— GIVEN EXERCISE —
Reproduce every line from the one containing "Mark each instance of the blurred" through the one containing "x=730 y=303", requests included, but offset each answer coordinate by adding 116 to it. Leave the requests and their sample coordinates unchanged.
■ ■ ■ ■ ■ ■ ■
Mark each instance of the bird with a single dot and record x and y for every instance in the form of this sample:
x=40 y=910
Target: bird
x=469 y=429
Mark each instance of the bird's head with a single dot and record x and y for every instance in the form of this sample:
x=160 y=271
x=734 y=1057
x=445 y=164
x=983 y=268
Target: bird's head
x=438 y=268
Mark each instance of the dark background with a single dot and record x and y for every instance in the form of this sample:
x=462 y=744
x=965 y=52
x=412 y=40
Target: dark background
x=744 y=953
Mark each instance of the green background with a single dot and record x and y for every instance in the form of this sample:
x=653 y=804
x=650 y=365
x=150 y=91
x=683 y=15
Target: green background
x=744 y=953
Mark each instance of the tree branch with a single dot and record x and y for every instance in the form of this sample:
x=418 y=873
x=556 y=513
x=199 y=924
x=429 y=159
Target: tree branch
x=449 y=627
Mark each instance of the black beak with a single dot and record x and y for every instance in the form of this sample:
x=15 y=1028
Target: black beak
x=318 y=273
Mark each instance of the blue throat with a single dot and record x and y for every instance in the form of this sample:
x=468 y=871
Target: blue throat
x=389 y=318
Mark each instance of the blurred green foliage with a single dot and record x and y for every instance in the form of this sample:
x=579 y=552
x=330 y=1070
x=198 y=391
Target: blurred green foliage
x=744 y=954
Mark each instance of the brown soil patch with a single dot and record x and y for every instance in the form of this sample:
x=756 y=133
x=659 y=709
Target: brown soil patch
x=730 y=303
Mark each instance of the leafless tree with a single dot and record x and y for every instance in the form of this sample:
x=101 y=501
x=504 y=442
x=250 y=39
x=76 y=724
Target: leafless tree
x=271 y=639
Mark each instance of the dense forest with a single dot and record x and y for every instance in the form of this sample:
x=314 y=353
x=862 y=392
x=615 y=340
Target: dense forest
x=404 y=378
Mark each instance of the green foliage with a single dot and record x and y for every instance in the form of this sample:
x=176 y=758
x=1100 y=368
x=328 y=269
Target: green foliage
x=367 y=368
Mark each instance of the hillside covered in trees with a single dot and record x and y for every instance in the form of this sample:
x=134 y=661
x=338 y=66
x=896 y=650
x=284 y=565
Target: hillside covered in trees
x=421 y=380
■ ■ ■ ■ ■ ■ ■
— RESPONSE BELOW —
Mark each instance of the blurred green foliage with a single dot and record x and y for every instance in the form of this sample:
x=579 y=552
x=330 y=1070
x=198 y=391
Target: blurred green foliage
x=860 y=1070
Mark each instance of the brown soil patch with a single dot and record x and y for every instance in the form of this sample:
x=756 y=133
x=659 y=709
Target: brown soil patch
x=846 y=419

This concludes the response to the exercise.